--- Aufgaben ---
(a) Kopiere aus dem Text über die Reichsbank wortgetreu die Stelle von „Im Dokument 699-PS, einem“ bis „die kommen würden.“.
(b) Fasse im Text über die Reichsbank den Absatz, der mit „Obwohl als Präsident der Reichsbank entlassen“ beginnt, kürzer als Liste zusammen und behalte dabei seine wichtigsten Fakten.
(c) Führe den Text über die Reichsbank nach seinem letzten Satz weiter.

Die Reichsbankdirektoren als Geldsachverständige glaubten, daß ein Punkt erreicht war, wo eine größere Rüstungsproduktion nicht mehr möglich sei. Wir behaupten, dies war nur eine Beurteilung der Lage und nicht ein moralisches Prinzip, denn es gab keinen Widerstand gegen Hitlers Aggressionspolitik. Die Zweifel bezogen sich nur darauf, ob eine solche Politik finanziert werden konnte.

Hitlers Brief an den Angeklagten Schacht, als dieser die Reichsbank verließ (EC-397), sprach eine große Anerkennung für Schachts starke Anstrengungen aus, das Programm der Nazi-Verschwörer zu fördern. Die Wehrmacht hatte es Hitler ermöglicht, Österreich und das Sudetenland zu besetzen. Wir sagen, Schachts Aufgabe bis dahin war gut erfüllt. Wir zitieren aus Dokument EC-397 mit Hitlers Worten aus diesem Brief: »Ihr Name wird vor allem für immer mit der ersten Epoche der nationalen Wiederaufrüstung verbunden sein.«

Obwohl als Präsident der Reichsbank entlassen, blieb Schacht doch Minister ohne Portefeuille und als Hitlers besonderer vertraulicher Berater. Der Angeklagte Funk folgte dem Angeklagten Schacht als Präsident der Reichsbank, und hier möge der Gerichtshof amtlich von einer Veröffentlichung im »Völkischen Beobachter« vom 21. Januar 1939 Kenntnis nehmen. Der Angeklagte Funk hatte keinerlei Angst vor einer Inflation; denn genau wie der Angeklagte Göring, dem er hinsichtlich des Vierjahresplans gedient hatte, kannte er kein Hindernis auf dem Wege zum Angriff gegen Polen.

Im Dokument 699-PS, einem Briefe des Angeklagten Funk an Hitler vom 25. August 1939, also nur wenige Tage vor dem Angriff gegen Polen, berichtet der Angeklagte Funk, daß die Reichsbank auch die schwersten Erschütterungen im internationalen Geld- und Kreditwesen durch einen Krieg großen Ausmaßes absolut nicht berühren können. Er sagte, daß er in völlig unauffälliger Weise alle verfügbaren Gelder der Reichsbank im Ausland in Gold verwandelt hätte, und daß Deutschland bereit sei für die finanziellen und Wirtschaftlichen Aufgaben, die kommen würden.

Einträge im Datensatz
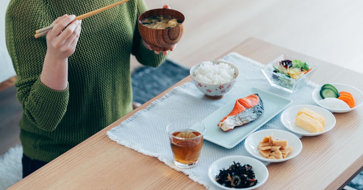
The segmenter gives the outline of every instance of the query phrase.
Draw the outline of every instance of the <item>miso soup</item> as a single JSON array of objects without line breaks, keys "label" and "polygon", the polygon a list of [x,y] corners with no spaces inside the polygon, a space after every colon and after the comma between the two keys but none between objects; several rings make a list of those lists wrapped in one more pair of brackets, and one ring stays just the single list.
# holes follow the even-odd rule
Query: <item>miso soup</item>
[{"label": "miso soup", "polygon": [[154,29],[166,29],[182,24],[182,21],[171,16],[159,15],[148,17],[142,20],[141,24]]}]

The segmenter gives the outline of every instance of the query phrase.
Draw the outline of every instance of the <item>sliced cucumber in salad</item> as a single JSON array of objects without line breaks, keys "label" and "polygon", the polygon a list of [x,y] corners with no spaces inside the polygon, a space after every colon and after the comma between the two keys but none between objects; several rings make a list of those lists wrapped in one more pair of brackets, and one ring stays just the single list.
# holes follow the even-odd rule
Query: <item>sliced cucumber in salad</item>
[{"label": "sliced cucumber in salad", "polygon": [[[322,89],[323,88],[330,88],[330,89],[331,89],[332,90],[334,90],[334,92],[335,92],[335,93],[337,94],[337,95],[338,95],[338,97],[339,97],[339,92],[338,92],[338,90],[337,90],[336,88],[335,88],[335,87],[334,87],[334,86],[333,86],[333,85],[331,85],[331,84],[325,84],[323,85],[323,86],[321,87]],[[338,97],[337,97],[337,98],[338,98]]]},{"label": "sliced cucumber in salad", "polygon": [[320,96],[323,99],[327,98],[337,98],[338,97],[338,94],[335,91],[331,88],[323,88],[320,90]]}]

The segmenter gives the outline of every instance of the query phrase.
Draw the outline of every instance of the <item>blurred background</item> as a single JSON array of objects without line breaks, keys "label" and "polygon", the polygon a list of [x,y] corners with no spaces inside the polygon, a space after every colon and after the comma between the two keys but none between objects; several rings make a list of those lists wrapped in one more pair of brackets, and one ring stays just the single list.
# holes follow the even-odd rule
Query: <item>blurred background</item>
[{"label": "blurred background", "polygon": [[[252,37],[363,73],[362,1],[145,0],[150,9],[167,4],[185,16],[183,39],[168,58],[187,68]],[[22,111],[5,44],[9,1],[3,0],[0,6],[0,155],[20,143]],[[140,66],[132,57],[131,65],[133,71]]]}]

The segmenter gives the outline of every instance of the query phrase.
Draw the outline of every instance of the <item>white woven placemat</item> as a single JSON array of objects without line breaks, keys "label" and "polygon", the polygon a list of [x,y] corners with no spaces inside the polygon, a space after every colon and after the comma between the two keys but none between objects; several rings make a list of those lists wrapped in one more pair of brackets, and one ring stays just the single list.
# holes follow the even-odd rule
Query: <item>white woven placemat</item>
[{"label": "white woven placemat", "polygon": [[[173,163],[173,156],[166,126],[170,122],[180,118],[193,118],[201,121],[244,91],[255,87],[281,96],[293,100],[290,106],[301,104],[315,105],[311,94],[317,84],[309,82],[294,94],[271,86],[261,70],[263,65],[232,52],[222,60],[236,66],[240,76],[236,84],[221,99],[211,100],[197,89],[192,82],[174,88],[160,99],[151,103],[146,108],[136,113],[106,135],[120,144],[147,155],[157,157],[171,168],[182,172],[193,181],[204,186],[207,189],[218,189],[208,178],[210,165],[221,158],[232,155],[254,157],[245,149],[242,141],[234,148],[228,149],[204,140],[198,165],[190,169],[181,169]],[[280,120],[281,113],[258,130],[274,128],[289,131]],[[299,138],[301,136],[295,134]],[[263,162],[267,165],[269,163]]]}]

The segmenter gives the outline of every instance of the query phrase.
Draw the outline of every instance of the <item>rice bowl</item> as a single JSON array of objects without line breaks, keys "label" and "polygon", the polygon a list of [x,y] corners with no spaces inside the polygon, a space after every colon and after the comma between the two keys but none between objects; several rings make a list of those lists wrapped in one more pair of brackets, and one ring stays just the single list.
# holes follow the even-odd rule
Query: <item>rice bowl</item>
[{"label": "rice bowl", "polygon": [[228,83],[236,78],[234,69],[224,63],[213,64],[212,62],[204,62],[194,71],[193,76],[205,83],[218,84]]},{"label": "rice bowl", "polygon": [[[200,67],[202,64],[203,66]],[[198,71],[196,72],[197,69]],[[212,100],[218,100],[223,97],[224,94],[232,88],[239,73],[237,67],[222,61],[200,63],[192,67],[190,71],[197,88],[206,98]]]}]

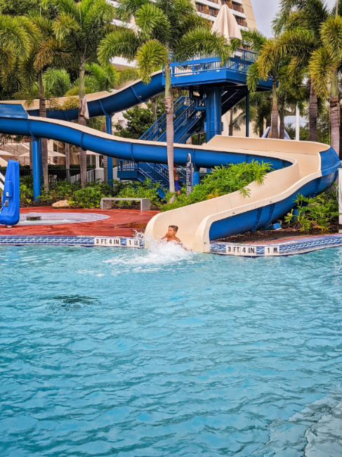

--- Antworten je Aufgabe ---
(a)
Im Dokument 699-PS, einem Briefe des Angeklagten Funk an Hitler vom 25. August 1939, also nur wenige Tage vor dem Angriff gegen Polen, berichtet der Angeklagte Funk, daß die Reichsbank auch die schwersten Erschütterungen im internationalen Geld- und Kreditwesen durch einen Krieg großen Ausmaßes absolut nicht berühren können. Er sagte, daß er in völlig unauffälliger Weise alle verfügbaren Gelder der Reichsbank im Ausland in Gold verwandelt hätte, und daß Deutschland bereit sei für die finanziellen und Wirtschaftlichen Aufgaben, die kommen würden.

(b)
- Schacht wurde als Präsident der Reichsbank entlassen. Er blieb aber Minister ohne Portefeuille und Hitlers besonderer vertraulicher Berater.
- Funk folgte Schacht als Präsident der Reichsbank. Dazu soll der Gerichtshof eine Veröffentlichung im »Völkischen Beobachter« vom 21. Januar 1939 amtlich zur Kenntnis nehmen.
- Funk hatte keine Angst vor einer Inflation. Wie Göring, dem er beim Vierjahresplan gedient hatte, kannte er kein Hindernis auf dem Weg zum Angriff gegen Polen.

(c)
Und so erscheint es mir klar aus den Schriftstücken, aus den Taten, aus den Reden der Nazi-Verschwörer selbst hervorzugehen, daß sie tatsächlich die gesamte deutsche Wirtschaft auf die Vorbereitung zu einem Angriffskrieg ausrichteten. Um die Worte des Angeklagten Göring zu gebrauchen: die Verschwörer gaben dem Volke »Kanonen statt Butter«. Sie gaben der Geschichte auch das ungewöhnliche Beispiel einer Nation, die sieh in Friedenszeiten auf das einzige Ziel eines Angriffskriegs vorbereitet hat. Ihre wirtschaftlichen Vorbereitungen, formuliert und angewendet mit der rücksichtslosen Energie des Angeklagten Göring, der zynischen, finanziellen Schlauheit des Angeklagten Schacht und der bereitwilligen Mittäterschaft des Angeklagten Funk – außer anderen – waren die unerläßlichen ersten Taten in der herzzerreißenden Tragödie, die ihre Angriffe der Welt bereitet hat.

Wenn es gestattet ist, möchte ich jetzt die Dokumente vorlegen, die ich schon besprochen habe. Wir haben hier die Originaldokumente in ihren Mappen; sie stimmen überein mit den Übersetzungen, welche dem Gericht überreicht wurden.

VORSITZENDER: Haben die Angeklagten Gelegenheit gehabt, diese Dokumente zu sehen?

MR. DODD: Ich bezweifle, daß sie ausreichend Gelegenheit hatten, sie zu sehen. Die Photokopien sind vorhanden, aber ich glaube nicht, daß sie Zeit hatten, sie eingehend zu prüfen, weil sie zu diesem Zwecke nicht lange genug vorlagen.

VORSITZENDER: Gut. – Ich glaube, sie sollten ausreichende Gelegenheit haben, sie zu prüfen und sie mit den Kopien zu vergleichen, die uns vorgelegt wurden, bevor die Originale vorgelegt werden.

MR. DODD: Es ist gut. Verstehe ich recht, daß wir sie dann später vorlegen können?

VORSITZENDER: Gewiß. Der Gerichtshof wird sich jetzt für 10 Minuten vertagen.